REQUIREMENT A
Answer these questions from the Amantani island passage:
(i) What is the highest point on Amantani?
(ii) Which culture first inhabited the island, and around when?
(iii) On what day is entry to the hilltop temples generally permitted?
REQUIREMENT B
Copy the Amantani island passage word for word, starting at "It’s all about" and ending at "in the community.".
REQUIREMENT C
How would the Amantani island account go on? Continue it from its last sentence.
(DOCUMENT PASSAGE Opens)
It’s all about expectations. If you’re expecting to get any real sense of a culture or have real interactions with people in a foreign place, then tourist attractions, hotels, and comfort food probably won’t get you very far.
What appears to be a pile of rocks surrounding these women are in fact piles of potatoes — lots and lots of potatoes.
We ran into these kids selling Andean flutes on a walk around the island. Though quiet on this particular day, Amantani does get its fair share of visitors in high season.
Sheep and donkeys are a common sight along the paths that criss-cross the island. There are no cars on Amantani, though the town does have a generator. There is also a school and health clinic in the community.
In addition to agricultural activities, the people of Amantani also craft colorful textiles and ceramics, for which they’re known.
There aren’t a lot of “sights” to visit on the island, but that’s a big part of the allure. Getting to observe and take part in the daily life activities of this traditional culture and very special place is the main draw.
With that said, climbing to the top of Pachatata (“Father Earth”) is a worthwhile activity and closest thing to a tourist sight on the island.
A winding brick and stone road leads to the top of Pachatata, the highest point on Amantani. Along the way, we pass under a variety of stone arches.
Behind us rises Pachamama (“Mother Earth”) topped by ancient ruins that date to the Tiahuanaco culture, which first inhabited the island around 500 BC. The Inca later added to the sacred structures. Entry to the temples at the tops of the peaks is generally only permitted on the annual feast day, January 20.
This pic might look familiar to some of you:
Here’s a hint:
And now you know where it came from…
The climb to the top of Pachatata is a bit of a slog, but the sweeping views are well worth it.
We highly recommend heading up to the top of Pachatata at sunset–just be prepared for a drastic temperature plunge and frigid winds when the sun dips over the horizon.
As mentioned earlier, it took us quite a long time fumbling our way through the dark to find our home stay house. In addition to only having been here for a few hours, the island gets very dark after sunset–as you might imagine–and there aren’t a lot of distinctive landmarks to go off of.
(DOCUMENT PASSAGE Closes)
(INFORMATION SHOWN Opens)
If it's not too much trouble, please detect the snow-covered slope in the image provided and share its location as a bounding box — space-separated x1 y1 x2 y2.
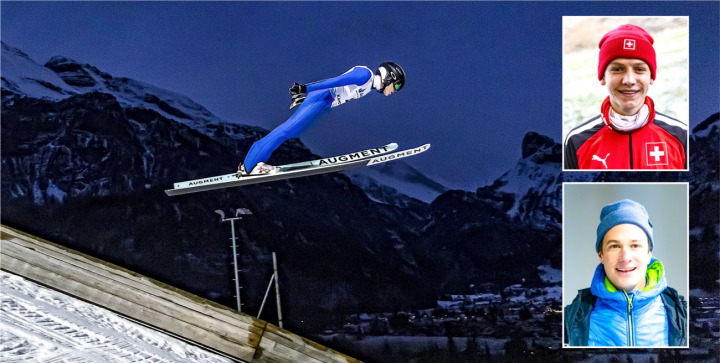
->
346 161 448 207
1 43 226 133
0 271 231 363
0 43 80 100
(INFORMATION SHOWN Closes)
RESPONSE A
(i) Pachatata
(ii) The Tiahuanaco culture, around 500 BC
(iii) January 20, the annual feast day

RESPONSE B
It’s all about expectations. If you’re expecting to get any real sense of a culture or have real interactions with people in a foreign place, then tourist attractions, hotels, and comfort food probably won’t get you very far.
What appears to be a pile of rocks surrounding these women are in fact piles of potatoes — lots and lots of potatoes.
We ran into these kids selling Andean flutes on a walk around the island. Though quiet on this particular day, Amantani does get its fair share of visitors in high season.
Sheep and donkeys are a common sight along the paths that criss-cross the island. There are no cars on Amantani, though the town does have a generator. There is also a school and health clinic in the community.

RESPONSE C
Back at Emiliana’s place, we warm up around the fire in the family’s small earthen kitchen. As Emiliana prepares dinner, the children chat with us in Spanish and a bit of English.
So, we’re sitting in the dark, quietly taking in the serenity of our surroundings–the fire crackling, the children playing, the smell of potatoes boiling in a tin cup on the coals–when all of a sudden, Lori and I feel something rub up behind us. Then squeaking. “Rats!!!” we think. I jump up and shine my flashlight down on the ground. Not rats, but CUY (Andean guinnea pig), and not one, but several, scurrying along the dirt floor and squeaking all the while. There are about a dozen cuy roaming freely around their kitchen. The children find our reaction hysterical, of course. Cuy is, after all, a popular food in Peru. But tonight we’re having, you guessed it: Potatoes!
Well, potato soup, to be exact.
After dinner, we say goodnight and turn in. It’s still pretty early, but night has fallen, the generator is off, and well, there’s just not a lot to do after dinner and sunset on Amantani. So, we turn in. Or at least try to. It is cold. Damn cold. We put more wool blankets on and it’s still frigid.
Hardy does not begin to describe these people.
Miraculously, we awake in the morning, take our morning trips to the latrine and sit down to enjoy a hot mug of mate and another plate full of potatoes. We grab a pic with our hospitable hosts and say goodbye.
Emiliana leads us back down the stone path and along the shore where the water taxi is waiting to take us on to Taquile Island, our next stop.